• _Tasks and exercises_
• 1. According to the engine troubleshooting guide, what causes hunting and surging at true idle?
• 2. For each statement below, say whether it agrees with the engine troubleshooting guide. Answer yes or no and quote the words from the guide that decide it.
(a) At true idle, the governor spring puts no force on the throttle plate.
(b) Under load, fuel is fed mainly through the idle circuit.
(c) When testing at governed idle, if the engine keeps hunting and surging with the throttle plate linkage held against the idle speed adjusting screw, the problem is the governed idle spring.
• 3. Continue the engine troubleshooting guide from the point where it stops.

• _Selected text_
· · · ·

The following troubleshooting guide is as recommended by Tecumseh and answers the question most often asked. Just following these steps may eliminate an unnecessary carburetor rebuild. Feel free to print a copy to keep in your work shop.

Hunting and Surging at True Idle

Engine hunting and surging at true idle is caused by a fuel delivery problem or an air leak. True idle is the carburetor setting when the throttle plate linkage is against the idle speed adjusting screw after idle mixture adjustment. Because the throttle plate is held stationary during true idle, hunting and surging must be caused by an improper air-fuel mixture related to an air leak or an obstruction in the idle circuit. At true idle, the governor spring applies no force on the throttle plate and has no effect on the idle characteristics of the engine.

Hunting and Surging at Governed Idle

An engine hunting and surging only at governed idle and equipped with an idle mixture adjustment has a governor system or carburetor problem. The idle mixture must be adjusted correctly. Hold the throttle plate linkage against the idle speed adjusting screw and increase the idle speed to the specified governed idle speed. If the engine operates without hunting or surging, the problem is the governed idle spring or linkage. If the engine continues to hunt and surge, the problem is in the carburetor. After testing, return the engine to the correct idle speed.

Hunting and Surging at Top No Load Speed

Troubleshoot hunting and surging at top no-load speed using the same sequential steps used to isolate a governor system or carburetor problem during true idle and governed idle. Once the idle mixture is adjusted and the engine idles smoothly, increase the engine speed using the idle speed adjusting screw. Hold the throttle plate linkage against the idle speed adjusting screw until the engine reaches the specified top no-load speed. Without any appreciable load, fuel is provided by the idle circuit. If the engine continues to hunt and surge, the carburetor is the probable cause. In this test condition, the governor system has no effect on engine speed. The idle speed adjusting screw control the throttle plate position, which affects engine speed. If the engine operates properly when controlled by the idle speed adjusting screw but hunts and surges when controlled by the governor spring, the governor system is suspect. Check the governor linkage for resistance and binding, and replace the governed idle spring and the main governor spring.

Hunting and Surging Under Load

Hunting and surging under load usually indicates a carburetor or fuel delivery system problem rather than a governor system problem. Fuel fed under load is primarily fed through the main jet and emulsion tube. Most loads are constant enough to maintain the rpm of the engine. The governor system has very little additional effect on the performance of an engine under load except for applications with sizable varying loads such as a minibike go kart or generator.

· · · ·

• _Records shown_
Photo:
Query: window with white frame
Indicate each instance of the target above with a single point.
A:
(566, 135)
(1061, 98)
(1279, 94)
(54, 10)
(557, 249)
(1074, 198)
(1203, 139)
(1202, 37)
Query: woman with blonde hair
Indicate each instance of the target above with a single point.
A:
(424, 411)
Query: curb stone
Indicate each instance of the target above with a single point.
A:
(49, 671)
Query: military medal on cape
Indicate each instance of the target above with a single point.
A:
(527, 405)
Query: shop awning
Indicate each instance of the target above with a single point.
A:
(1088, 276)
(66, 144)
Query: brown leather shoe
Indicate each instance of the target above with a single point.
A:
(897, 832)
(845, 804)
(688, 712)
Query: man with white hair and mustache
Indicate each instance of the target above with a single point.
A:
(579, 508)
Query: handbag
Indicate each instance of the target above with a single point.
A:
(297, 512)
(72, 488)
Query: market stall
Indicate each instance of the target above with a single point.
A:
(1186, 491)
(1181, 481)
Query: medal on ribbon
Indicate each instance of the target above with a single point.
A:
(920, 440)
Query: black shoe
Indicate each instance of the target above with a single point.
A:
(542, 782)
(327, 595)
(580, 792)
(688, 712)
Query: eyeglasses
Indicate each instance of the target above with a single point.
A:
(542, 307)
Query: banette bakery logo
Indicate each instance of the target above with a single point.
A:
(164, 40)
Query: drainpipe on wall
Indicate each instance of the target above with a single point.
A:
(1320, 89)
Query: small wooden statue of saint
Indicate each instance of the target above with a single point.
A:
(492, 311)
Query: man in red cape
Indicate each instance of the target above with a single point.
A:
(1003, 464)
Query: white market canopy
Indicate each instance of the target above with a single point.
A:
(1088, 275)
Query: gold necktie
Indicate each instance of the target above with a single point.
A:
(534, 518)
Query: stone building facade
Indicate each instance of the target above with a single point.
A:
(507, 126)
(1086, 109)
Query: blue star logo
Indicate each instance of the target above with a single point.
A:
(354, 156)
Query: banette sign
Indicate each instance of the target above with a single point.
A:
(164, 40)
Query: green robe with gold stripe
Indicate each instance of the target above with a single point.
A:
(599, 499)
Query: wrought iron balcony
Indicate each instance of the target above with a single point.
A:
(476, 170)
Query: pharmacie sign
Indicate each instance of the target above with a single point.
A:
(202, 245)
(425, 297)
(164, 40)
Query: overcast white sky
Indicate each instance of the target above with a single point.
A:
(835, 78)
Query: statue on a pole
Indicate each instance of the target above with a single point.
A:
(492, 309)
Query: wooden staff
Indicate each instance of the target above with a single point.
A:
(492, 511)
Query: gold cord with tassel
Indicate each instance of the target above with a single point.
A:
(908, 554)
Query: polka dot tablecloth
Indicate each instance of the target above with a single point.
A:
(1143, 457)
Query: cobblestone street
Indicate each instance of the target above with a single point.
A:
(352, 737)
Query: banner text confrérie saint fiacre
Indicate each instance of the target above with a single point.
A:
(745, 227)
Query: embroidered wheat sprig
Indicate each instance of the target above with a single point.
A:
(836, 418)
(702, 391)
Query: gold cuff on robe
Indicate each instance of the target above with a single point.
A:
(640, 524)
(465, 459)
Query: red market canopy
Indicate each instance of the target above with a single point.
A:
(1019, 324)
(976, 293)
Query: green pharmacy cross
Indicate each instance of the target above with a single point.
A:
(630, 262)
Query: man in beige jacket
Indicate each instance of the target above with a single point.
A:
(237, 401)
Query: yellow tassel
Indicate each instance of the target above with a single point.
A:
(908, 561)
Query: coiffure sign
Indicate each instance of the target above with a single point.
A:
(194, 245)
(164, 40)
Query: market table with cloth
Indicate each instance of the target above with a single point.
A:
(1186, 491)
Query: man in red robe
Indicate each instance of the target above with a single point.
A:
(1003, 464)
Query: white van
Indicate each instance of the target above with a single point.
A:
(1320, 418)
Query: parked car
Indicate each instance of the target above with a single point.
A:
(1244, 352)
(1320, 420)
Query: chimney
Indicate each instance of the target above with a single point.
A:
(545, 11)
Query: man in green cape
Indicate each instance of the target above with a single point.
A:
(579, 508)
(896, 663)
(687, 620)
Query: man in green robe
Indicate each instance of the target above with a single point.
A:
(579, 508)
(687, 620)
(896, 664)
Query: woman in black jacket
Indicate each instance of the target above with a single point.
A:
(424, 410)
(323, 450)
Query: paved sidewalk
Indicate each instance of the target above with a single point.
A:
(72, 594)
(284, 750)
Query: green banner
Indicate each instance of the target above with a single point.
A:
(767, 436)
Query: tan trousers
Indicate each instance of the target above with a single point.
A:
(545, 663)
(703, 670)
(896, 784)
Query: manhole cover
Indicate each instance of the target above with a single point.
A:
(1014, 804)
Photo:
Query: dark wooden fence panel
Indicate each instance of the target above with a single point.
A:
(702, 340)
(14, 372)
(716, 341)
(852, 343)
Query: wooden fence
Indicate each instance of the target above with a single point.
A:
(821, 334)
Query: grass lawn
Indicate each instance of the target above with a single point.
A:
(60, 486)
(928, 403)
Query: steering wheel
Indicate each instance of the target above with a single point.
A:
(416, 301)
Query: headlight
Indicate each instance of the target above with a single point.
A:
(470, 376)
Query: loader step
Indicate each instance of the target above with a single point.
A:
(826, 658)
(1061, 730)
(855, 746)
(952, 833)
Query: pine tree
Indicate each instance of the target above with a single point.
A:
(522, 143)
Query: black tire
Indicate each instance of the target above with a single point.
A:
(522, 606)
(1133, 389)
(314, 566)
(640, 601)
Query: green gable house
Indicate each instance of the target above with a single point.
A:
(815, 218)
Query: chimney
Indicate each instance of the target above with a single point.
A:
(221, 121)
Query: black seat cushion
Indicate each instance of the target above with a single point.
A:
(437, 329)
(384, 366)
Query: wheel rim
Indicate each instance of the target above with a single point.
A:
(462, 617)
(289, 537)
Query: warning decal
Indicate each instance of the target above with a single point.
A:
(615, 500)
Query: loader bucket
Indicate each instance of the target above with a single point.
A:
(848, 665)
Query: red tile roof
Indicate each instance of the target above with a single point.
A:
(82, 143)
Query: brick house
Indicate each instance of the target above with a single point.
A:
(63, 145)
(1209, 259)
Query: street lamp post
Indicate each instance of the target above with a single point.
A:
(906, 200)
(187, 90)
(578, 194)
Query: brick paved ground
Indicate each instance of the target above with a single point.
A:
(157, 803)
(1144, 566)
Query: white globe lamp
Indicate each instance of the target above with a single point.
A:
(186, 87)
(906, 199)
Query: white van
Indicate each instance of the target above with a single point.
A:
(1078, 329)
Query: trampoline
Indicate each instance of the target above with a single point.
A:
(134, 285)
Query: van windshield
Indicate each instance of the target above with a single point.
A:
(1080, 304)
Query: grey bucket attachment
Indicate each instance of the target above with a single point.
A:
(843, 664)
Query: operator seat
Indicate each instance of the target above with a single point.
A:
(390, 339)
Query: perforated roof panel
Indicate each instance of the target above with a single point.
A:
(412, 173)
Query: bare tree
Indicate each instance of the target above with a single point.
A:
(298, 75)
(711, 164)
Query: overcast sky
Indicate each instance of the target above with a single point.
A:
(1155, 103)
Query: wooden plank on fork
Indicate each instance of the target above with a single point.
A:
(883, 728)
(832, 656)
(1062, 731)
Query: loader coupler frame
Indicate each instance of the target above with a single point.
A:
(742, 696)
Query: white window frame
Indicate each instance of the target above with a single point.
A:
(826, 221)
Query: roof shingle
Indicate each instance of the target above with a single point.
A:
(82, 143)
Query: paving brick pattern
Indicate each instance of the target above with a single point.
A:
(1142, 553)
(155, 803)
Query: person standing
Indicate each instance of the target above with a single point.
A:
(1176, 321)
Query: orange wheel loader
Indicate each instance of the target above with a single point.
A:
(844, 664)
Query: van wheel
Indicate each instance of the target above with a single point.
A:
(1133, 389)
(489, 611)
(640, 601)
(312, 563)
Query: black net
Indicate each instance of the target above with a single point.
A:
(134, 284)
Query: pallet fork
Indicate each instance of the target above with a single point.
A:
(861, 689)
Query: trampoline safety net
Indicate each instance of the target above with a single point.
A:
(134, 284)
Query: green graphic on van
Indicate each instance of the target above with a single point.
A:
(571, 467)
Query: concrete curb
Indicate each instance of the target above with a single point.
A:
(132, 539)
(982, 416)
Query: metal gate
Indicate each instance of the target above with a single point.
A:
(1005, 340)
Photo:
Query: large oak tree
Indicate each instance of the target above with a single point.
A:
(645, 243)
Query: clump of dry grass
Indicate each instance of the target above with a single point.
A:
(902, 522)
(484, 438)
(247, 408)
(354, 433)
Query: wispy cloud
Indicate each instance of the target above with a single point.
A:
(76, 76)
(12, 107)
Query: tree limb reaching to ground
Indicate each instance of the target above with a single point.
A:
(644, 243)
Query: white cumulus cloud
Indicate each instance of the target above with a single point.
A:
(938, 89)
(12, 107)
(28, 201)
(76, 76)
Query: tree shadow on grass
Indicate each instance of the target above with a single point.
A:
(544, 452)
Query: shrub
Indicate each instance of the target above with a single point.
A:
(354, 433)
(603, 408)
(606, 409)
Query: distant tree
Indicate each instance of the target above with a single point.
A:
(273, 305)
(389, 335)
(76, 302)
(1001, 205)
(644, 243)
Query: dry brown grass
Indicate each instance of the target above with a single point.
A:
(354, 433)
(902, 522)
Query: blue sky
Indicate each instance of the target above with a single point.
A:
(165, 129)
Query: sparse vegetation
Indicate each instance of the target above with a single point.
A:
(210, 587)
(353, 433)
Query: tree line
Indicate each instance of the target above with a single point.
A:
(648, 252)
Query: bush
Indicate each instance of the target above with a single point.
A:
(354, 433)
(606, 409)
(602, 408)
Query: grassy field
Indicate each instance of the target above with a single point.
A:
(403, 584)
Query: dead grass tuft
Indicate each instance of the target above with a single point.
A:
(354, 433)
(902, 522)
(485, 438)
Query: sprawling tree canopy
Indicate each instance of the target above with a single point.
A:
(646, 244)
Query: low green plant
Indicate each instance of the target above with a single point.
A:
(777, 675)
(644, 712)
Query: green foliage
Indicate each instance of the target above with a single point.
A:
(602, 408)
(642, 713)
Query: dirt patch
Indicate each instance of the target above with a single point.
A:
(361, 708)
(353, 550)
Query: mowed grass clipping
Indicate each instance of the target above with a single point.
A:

· · · ·

• _Answers to the exercise_
• 1. A fuel delivery problem or an air leak.

• 2.
(a) Yes: "At true idle, the governor spring applies no force on the throttle plate and has no effect on the idle characteristics of the engine."
(b) No: "Fuel fed under load is primarily fed through the main jet and emulsion tube."
(c) No: "If the engine continues to hunt and surge, the problem is in the carburetor."

• 3.
Poor Performance Under Load

Poor performance under load requires first eliminating compression component problems. If the problem is isolated to the fuel system, the cause is usually debris in the main jet or air bleeds. To isolate the problem component, examine the exhaust gas when the engine is under load. If black smoke is present, there is an excess of fuel. This condition may be caused by an incorrect float level setting, a partially clogged main air bleed, or debris lodged between the needle and the seat. If black smoke is not present, and there is no black residue on the muffler deflector, the main air bleed or main jet is probably obstructed. A primer bulb system or choke can also be used to quickly troubleshoot carburetor problems related to a lean or rich condition. After making carburetor adjustments, slowly close the choke plate when the engine is operating poorly. If performance improves, the air-fuel mixture is too lean. If performance worsens, the air-fuel mixture is too rich. A primer bulb system can also be used to test for a lean or rich condition. Depressing the primer bulb injects extra gas into the carburetor. If the engine air-fuel mixture is too lean, the injection of the extra fuel should improve engine performance. If the engine air-fuel mixture is too rich, the injection of the extra fuel should worsen engine performance.

Most Often Overlooked 

Many engines are now produced utilizing automotive style paper element air filters. Of course these air filter elements should automatically be changed during service. It is worth while to note that if the paper element becomes saturated, either with oil, fuel or water, the porosity of the paper can change dramatically, therefore changing the performance of the carburetor. If you experience poor starting or running of the engine, it is always worth the while renewing the filter elements first of all. This will eliminate any possibility of a damaged air filter causing the problem. If, for instance, the air cleaner element has become soaked in fuel or oil, due perhaps to the rider laying the machine on its side, or water from riding in wet conditions, this would not necessarily be obvious until inspecting the filter. Drying the filter will not remedy the problem. Once the paper element expands from being damp, it will not contract again and the pores in the paper will be permantly damaged.

If you have determined that your carburetor is in need of a cleaning or rebuild, please view our guide titled Rebuild That Carb You will find neat tips and tricks to help you with your carburetor rebuild project.

If you view our Compression Myth guide you will be able to determine whether you have compression issues.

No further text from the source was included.